Reading passage |
These concessions will have outsized political impact. They will be new and newsy, and reporters will be drawn from the old story — the outlines of the bill — toward the newer developments. The major coverage of the bill will likely focus on changes in the proposed law that make coverage more affordable. The overall law will still make coverage less affordable overall, but that large fact will remain in the background.

Social scientists call this this “anchoring effect.” People tend to have hazy ideas about what is sensible or fair, and have a cognitive bias toward “anchoring” their sense of the correct answer by whatever number is presented to them initially. In one typical experiment, people in job interviews who start by mentioning absurdly high sums, even as an obvious joke, could get higher offers.

The Senators who negotiate those small changes will attract outsized attention, and their public imprint will disproportionately shape coverage. This effect might wear off over a longer period of time, but it can well succeed in the compressed time frame McConnell intends to permit.
That is how a House bill that seemed to be dead was quickly resurrected. Representative Tom MacArthur proposed an amendment, and his amendment, however tiny, represented movement. The movement, not the overall contours of the bill, dominated both news coverage and the vulnerable members’ thinking. In the end, the revised version of the House bill reduced the number of insured Americans by 23 million rather than the original 24 million. It was the 1 million fewer, not the 23 million remaining, that mattered most when it counted.

Segmentation dataset excerpts:
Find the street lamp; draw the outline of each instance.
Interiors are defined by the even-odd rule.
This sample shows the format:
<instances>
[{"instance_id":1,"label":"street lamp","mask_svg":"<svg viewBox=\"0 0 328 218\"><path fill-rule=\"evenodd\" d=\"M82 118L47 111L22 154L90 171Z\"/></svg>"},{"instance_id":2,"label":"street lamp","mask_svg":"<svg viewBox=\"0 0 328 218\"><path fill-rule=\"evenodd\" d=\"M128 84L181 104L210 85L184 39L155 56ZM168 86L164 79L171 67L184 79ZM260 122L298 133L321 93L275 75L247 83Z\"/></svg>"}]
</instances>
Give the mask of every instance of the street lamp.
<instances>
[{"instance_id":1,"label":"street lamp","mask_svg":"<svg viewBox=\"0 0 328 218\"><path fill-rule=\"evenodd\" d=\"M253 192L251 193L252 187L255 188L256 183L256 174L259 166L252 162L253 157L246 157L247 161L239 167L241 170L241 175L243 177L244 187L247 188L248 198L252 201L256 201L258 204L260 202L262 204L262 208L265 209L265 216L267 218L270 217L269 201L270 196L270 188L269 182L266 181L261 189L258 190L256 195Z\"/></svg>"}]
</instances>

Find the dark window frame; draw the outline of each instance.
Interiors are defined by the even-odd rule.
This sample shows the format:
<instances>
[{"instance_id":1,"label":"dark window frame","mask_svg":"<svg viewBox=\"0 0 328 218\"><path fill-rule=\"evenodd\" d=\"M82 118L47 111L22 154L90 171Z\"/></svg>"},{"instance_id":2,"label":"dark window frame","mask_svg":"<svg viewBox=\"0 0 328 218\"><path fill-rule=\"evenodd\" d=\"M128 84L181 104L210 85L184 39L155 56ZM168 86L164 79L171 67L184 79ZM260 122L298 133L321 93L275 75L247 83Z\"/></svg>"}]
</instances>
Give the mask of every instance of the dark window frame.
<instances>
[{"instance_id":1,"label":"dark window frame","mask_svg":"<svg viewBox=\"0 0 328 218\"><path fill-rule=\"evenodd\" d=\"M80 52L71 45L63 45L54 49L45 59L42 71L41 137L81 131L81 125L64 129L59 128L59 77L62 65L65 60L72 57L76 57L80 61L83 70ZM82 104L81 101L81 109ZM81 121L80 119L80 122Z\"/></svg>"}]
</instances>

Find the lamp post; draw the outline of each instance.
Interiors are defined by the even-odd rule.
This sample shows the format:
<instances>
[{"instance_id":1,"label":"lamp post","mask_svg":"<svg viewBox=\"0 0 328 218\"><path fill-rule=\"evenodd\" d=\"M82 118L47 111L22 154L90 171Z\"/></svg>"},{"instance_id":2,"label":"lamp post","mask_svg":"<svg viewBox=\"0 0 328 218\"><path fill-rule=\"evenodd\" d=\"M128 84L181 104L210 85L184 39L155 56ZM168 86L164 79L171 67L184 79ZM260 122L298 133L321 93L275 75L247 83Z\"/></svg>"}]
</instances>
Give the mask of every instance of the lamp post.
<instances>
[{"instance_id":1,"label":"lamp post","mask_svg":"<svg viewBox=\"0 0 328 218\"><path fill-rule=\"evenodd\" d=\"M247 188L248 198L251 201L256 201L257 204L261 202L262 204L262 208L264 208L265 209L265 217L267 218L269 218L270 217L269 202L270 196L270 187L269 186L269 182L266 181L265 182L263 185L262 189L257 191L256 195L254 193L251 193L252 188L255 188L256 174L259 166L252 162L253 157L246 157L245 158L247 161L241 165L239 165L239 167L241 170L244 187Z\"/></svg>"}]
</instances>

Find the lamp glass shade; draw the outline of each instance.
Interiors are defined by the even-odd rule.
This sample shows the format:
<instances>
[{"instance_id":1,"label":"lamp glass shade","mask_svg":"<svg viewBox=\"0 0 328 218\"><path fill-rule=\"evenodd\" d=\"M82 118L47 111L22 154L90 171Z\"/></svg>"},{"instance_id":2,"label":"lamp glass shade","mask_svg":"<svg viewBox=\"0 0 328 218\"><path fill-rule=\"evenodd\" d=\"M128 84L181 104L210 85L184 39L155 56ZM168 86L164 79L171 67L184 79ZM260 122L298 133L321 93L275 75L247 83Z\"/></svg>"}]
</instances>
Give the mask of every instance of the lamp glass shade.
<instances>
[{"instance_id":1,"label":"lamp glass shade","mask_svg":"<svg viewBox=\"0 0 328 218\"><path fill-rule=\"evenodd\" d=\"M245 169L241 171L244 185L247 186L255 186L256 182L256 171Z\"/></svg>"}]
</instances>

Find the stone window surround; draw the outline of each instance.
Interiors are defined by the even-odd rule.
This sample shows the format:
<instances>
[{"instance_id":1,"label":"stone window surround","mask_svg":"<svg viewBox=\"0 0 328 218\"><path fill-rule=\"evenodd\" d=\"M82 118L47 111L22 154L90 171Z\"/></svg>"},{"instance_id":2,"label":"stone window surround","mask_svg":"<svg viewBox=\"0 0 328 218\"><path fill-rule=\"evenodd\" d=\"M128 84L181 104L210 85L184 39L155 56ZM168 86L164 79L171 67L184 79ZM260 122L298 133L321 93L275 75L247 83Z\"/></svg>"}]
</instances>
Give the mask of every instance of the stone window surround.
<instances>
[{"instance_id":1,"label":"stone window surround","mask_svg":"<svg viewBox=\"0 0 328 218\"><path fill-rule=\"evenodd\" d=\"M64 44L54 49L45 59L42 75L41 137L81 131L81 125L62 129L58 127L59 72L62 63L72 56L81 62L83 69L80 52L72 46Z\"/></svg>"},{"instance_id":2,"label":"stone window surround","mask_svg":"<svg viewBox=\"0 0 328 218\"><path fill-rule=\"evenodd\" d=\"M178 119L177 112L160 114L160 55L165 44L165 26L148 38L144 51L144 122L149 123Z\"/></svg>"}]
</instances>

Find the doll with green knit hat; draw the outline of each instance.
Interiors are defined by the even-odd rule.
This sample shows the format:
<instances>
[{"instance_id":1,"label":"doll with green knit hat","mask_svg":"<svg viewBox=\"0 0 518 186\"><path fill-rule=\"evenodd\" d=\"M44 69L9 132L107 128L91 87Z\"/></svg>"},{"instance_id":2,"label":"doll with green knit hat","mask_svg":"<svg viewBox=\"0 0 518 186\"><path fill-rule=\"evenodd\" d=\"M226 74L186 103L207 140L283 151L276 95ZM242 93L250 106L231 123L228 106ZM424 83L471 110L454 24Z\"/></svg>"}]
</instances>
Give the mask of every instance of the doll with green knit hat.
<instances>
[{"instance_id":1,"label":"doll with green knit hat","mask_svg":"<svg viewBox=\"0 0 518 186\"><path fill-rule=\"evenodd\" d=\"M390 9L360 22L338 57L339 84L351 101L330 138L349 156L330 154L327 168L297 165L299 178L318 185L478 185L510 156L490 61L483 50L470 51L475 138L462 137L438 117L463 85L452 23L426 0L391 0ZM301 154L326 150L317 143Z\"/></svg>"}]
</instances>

The exercise | In the passage about the health care bill, who proposed the amendment that revived the House bill? Draw only on the passage, not the rows, when answering.

Answer to the exercise | Representative Tom MacArthur.